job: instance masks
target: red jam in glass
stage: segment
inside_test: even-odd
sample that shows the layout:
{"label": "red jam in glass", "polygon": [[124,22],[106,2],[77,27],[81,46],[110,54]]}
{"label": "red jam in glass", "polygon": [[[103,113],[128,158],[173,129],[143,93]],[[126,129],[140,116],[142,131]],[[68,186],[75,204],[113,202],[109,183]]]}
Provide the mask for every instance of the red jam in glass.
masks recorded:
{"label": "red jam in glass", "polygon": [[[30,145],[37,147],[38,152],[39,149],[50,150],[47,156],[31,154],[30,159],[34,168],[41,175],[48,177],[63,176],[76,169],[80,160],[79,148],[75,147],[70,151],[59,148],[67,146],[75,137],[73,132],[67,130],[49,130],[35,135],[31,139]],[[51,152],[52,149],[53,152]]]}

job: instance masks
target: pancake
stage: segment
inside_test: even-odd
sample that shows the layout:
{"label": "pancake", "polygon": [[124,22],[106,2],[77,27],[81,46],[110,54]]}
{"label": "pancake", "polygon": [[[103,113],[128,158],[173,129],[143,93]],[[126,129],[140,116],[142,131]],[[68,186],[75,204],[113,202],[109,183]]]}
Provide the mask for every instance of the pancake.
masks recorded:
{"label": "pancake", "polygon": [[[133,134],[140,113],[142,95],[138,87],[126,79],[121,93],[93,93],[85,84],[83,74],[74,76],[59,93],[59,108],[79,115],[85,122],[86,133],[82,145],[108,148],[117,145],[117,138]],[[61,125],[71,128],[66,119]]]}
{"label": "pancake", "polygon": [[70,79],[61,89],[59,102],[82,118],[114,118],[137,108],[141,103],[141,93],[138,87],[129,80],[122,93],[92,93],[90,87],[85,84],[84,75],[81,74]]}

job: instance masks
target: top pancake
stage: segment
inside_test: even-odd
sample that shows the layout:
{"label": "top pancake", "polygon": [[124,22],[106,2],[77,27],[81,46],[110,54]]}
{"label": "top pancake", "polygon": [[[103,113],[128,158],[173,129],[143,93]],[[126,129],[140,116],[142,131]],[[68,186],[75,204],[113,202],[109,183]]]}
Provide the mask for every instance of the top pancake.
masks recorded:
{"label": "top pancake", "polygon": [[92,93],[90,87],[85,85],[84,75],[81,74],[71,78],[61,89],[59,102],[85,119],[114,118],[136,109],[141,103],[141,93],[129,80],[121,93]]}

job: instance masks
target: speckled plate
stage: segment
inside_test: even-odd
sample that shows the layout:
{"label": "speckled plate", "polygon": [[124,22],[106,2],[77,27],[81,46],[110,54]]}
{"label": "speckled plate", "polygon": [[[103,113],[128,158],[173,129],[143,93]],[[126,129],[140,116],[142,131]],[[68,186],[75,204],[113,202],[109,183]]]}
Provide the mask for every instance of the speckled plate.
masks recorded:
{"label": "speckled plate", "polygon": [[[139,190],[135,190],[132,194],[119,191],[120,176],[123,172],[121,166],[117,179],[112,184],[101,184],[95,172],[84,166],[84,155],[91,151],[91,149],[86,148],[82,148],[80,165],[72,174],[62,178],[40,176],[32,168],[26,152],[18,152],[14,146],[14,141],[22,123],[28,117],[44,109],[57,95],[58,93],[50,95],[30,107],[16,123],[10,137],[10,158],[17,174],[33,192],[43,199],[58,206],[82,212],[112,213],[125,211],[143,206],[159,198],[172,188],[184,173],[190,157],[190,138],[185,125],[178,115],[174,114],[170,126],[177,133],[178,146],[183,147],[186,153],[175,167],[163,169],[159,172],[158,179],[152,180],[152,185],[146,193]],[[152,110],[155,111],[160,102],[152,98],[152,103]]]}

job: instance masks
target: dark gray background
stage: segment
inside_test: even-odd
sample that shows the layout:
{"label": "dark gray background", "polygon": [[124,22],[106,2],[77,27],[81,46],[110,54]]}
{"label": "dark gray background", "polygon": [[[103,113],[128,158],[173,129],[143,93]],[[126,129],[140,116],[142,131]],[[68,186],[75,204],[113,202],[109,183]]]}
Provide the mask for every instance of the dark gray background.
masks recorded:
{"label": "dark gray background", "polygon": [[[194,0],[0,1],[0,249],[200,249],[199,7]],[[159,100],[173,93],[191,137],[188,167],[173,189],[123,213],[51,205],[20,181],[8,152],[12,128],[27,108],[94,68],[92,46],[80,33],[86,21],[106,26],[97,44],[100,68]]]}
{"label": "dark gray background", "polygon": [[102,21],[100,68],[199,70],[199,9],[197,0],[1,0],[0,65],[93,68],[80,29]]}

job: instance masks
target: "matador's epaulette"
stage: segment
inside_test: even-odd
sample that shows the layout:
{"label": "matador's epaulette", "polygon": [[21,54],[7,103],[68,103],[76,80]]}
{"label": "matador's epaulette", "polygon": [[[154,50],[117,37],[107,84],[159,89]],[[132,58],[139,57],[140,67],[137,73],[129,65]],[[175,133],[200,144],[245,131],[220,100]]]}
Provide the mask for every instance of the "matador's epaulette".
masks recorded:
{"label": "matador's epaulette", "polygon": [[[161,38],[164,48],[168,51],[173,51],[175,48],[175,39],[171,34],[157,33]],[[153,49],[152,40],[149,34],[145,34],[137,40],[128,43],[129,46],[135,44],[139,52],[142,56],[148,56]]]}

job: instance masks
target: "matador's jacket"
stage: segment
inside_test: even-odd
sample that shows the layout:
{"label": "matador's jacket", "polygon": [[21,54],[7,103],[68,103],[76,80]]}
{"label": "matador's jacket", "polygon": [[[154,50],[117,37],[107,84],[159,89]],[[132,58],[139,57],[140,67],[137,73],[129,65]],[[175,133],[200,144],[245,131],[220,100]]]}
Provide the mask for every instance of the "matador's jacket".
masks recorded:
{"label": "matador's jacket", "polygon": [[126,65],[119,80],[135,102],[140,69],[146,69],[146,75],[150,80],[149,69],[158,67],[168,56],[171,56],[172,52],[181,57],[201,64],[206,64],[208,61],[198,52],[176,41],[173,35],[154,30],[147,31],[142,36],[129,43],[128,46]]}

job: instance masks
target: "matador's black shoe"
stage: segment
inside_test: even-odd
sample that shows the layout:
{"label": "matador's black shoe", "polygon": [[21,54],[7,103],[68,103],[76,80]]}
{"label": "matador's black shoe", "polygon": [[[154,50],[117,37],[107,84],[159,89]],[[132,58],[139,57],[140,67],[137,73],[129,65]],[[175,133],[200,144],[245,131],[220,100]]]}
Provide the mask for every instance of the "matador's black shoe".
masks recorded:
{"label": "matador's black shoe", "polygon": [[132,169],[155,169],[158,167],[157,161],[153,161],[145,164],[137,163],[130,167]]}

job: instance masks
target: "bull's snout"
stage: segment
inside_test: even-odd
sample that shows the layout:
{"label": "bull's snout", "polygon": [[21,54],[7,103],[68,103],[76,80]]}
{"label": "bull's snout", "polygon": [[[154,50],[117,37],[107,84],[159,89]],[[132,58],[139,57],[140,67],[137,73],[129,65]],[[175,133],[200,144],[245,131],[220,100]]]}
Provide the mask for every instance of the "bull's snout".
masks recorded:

================

_TASK DESCRIPTION_
Please restate the whole listing word for word.

_WORKED ANSWER_
job: instance masks
target: red jam in glass
stage: segment
inside_test: even-odd
sample that shows the layout:
{"label": "red jam in glass", "polygon": [[124,22],[106,2],[77,27],[81,46],[110,54]]}
{"label": "red jam in glass", "polygon": [[[103,113],[128,158],[173,129],[143,93]],[[126,129],[140,116],[142,131]],[[68,186],[75,204],[113,202],[109,183]]]}
Provide the mask for every instance of the red jam in glass.
masks recorded:
{"label": "red jam in glass", "polygon": [[[30,145],[37,147],[38,152],[39,149],[50,150],[47,156],[31,154],[30,159],[34,168],[41,175],[48,177],[63,176],[76,169],[80,160],[79,148],[75,147],[70,151],[59,148],[67,146],[75,137],[73,132],[67,130],[49,130],[35,135],[31,139]],[[51,152],[52,149],[53,152]]]}

job: instance masks
target: pancake
stage: segment
inside_test: even-odd
sample that shows the layout:
{"label": "pancake", "polygon": [[124,22],[106,2],[77,27],[81,46],[110,54]]}
{"label": "pancake", "polygon": [[[103,113],[128,158],[173,129],[143,93]],[[126,129],[140,116],[142,131]],[[68,186],[75,204],[113,202],[109,183]]]}
Provide the mask for every instance of the pancake.
masks recorded:
{"label": "pancake", "polygon": [[[133,134],[140,113],[142,95],[138,87],[126,79],[121,93],[93,93],[85,84],[83,74],[74,76],[59,93],[59,108],[79,115],[85,122],[86,133],[82,145],[108,148],[117,145],[117,138]],[[61,125],[71,128],[66,119]]]}
{"label": "pancake", "polygon": [[70,79],[61,89],[59,102],[82,118],[114,118],[137,108],[141,103],[141,93],[138,87],[129,80],[122,93],[92,93],[90,87],[85,84],[84,75],[81,74]]}

job: instance masks
target: top pancake
stage: segment
inside_test: even-odd
sample that shows the layout:
{"label": "top pancake", "polygon": [[124,22],[106,2],[77,27],[81,46],[110,54]]}
{"label": "top pancake", "polygon": [[[103,113],[128,158],[173,129],[143,93]],[[126,129],[140,116],[142,131]],[[68,186],[75,204],[113,202],[109,183]]]}
Provide the mask for every instance of the top pancake.
masks recorded:
{"label": "top pancake", "polygon": [[92,93],[90,87],[85,85],[84,75],[81,74],[71,78],[61,89],[59,102],[85,119],[114,118],[136,109],[141,103],[141,93],[129,80],[121,93]]}

job: instance masks
target: speckled plate
stage: segment
inside_test: even-odd
sample that shows the layout:
{"label": "speckled plate", "polygon": [[124,22],[106,2],[77,27],[81,46],[110,54]]}
{"label": "speckled plate", "polygon": [[[103,113],[128,158],[173,129],[143,93]],[[126,129],[140,116],[142,131]],[[68,186],[75,204],[113,202],[109,183]]]}
Provide the mask for every instance of the speckled plate.
masks recorded:
{"label": "speckled plate", "polygon": [[[139,190],[135,190],[132,194],[119,191],[120,176],[123,172],[121,166],[117,179],[112,184],[101,184],[95,172],[84,166],[84,155],[91,151],[91,149],[86,148],[82,148],[80,165],[72,174],[62,178],[40,176],[32,168],[26,152],[18,152],[14,146],[14,141],[22,123],[28,117],[44,109],[57,95],[58,93],[50,95],[30,107],[16,123],[10,137],[10,158],[17,174],[33,192],[43,199],[58,206],[82,212],[112,213],[125,211],[143,206],[159,198],[172,188],[184,173],[190,157],[190,138],[185,125],[178,115],[174,114],[170,126],[177,133],[178,146],[183,147],[186,153],[175,167],[163,169],[159,172],[158,179],[152,180],[152,185],[146,193]],[[152,110],[155,111],[160,102],[152,98],[152,103]]]}

job: instance masks
target: dark gray background
stage: segment
inside_test: even-odd
sample that shows the layout:
{"label": "dark gray background", "polygon": [[124,22],[106,2],[77,27],[81,46],[110,54]]}
{"label": "dark gray background", "polygon": [[[103,113],[128,158],[173,129],[143,93]],[[126,129],[140,116],[142,131]],[[68,186],[75,204],[113,202],[109,183]]]}
Provide the mask for every instance of the dark gray background.
masks recorded:
{"label": "dark gray background", "polygon": [[[194,0],[0,1],[0,249],[200,249],[199,7]],[[159,100],[173,93],[191,137],[188,167],[173,189],[123,213],[51,205],[20,181],[8,152],[12,128],[27,108],[94,68],[92,46],[80,33],[86,21],[106,26],[97,44],[100,68]]]}
{"label": "dark gray background", "polygon": [[102,21],[100,68],[199,70],[199,9],[197,0],[1,0],[0,65],[93,68],[80,29]]}

job: instance masks
target: "matador's epaulette"
stage: segment
inside_test: even-odd
sample that shows the layout:
{"label": "matador's epaulette", "polygon": [[21,54],[7,103],[68,103],[76,80]]}
{"label": "matador's epaulette", "polygon": [[[154,50],[117,37],[107,84],[159,89]],[[132,58],[139,57],[140,67],[137,73],[129,65]],[[175,133],[200,144],[245,131],[220,100]]]}
Provide the mask for every instance of the "matador's epaulette".
masks recorded:
{"label": "matador's epaulette", "polygon": [[[161,38],[164,48],[168,51],[173,51],[175,48],[175,39],[171,34],[157,33]],[[153,49],[152,40],[149,34],[145,34],[137,40],[128,43],[129,46],[135,44],[139,52],[142,56],[148,56]]]}

job: instance masks
target: "matador's jacket"
stage: segment
inside_test: even-odd
sample that shows the layout:
{"label": "matador's jacket", "polygon": [[21,54],[7,103],[68,103],[76,80]]}
{"label": "matador's jacket", "polygon": [[[154,50],[117,37],[107,84],[159,89]],[[132,58],[139,57],[140,67],[137,73],[129,65]],[[175,133],[200,144],[245,131],[220,100]]]}
Provide the mask for every instance of the "matador's jacket".
masks recorded:
{"label": "matador's jacket", "polygon": [[126,65],[119,80],[135,102],[140,69],[146,69],[146,75],[150,80],[149,69],[158,67],[168,56],[171,56],[172,52],[181,57],[201,64],[206,64],[208,61],[198,52],[176,41],[173,35],[154,30],[147,31],[142,36],[129,43],[128,46]]}

job: instance masks
target: "matador's black shoe"
stage: segment
inside_test: even-odd
sample that shows the layout:
{"label": "matador's black shoe", "polygon": [[21,54],[7,103],[68,103],[76,80]]}
{"label": "matador's black shoe", "polygon": [[[154,50],[117,37],[107,84],[159,89]],[[132,58],[139,57],[140,67],[137,73],[129,65]],[[175,133],[200,144],[245,131],[220,100]]]}
Provide the mask for every instance of the "matador's black shoe".
masks recorded:
{"label": "matador's black shoe", "polygon": [[132,169],[155,169],[158,167],[157,161],[153,161],[145,164],[137,163],[130,167]]}

job: instance masks
target: "bull's snout"
stage: segment
inside_test: even-odd
sample that shows the layout:
{"label": "bull's snout", "polygon": [[21,54],[7,103],[68,103],[76,80]]}
{"label": "bull's snout", "polygon": [[[154,50],[117,37],[107,84],[159,89]],[[132,58],[139,57],[140,67],[137,73],[129,65]],[[175,133],[200,144],[245,131],[220,100]]]}
Provide the mask for every instance of the "bull's snout".
masks recorded:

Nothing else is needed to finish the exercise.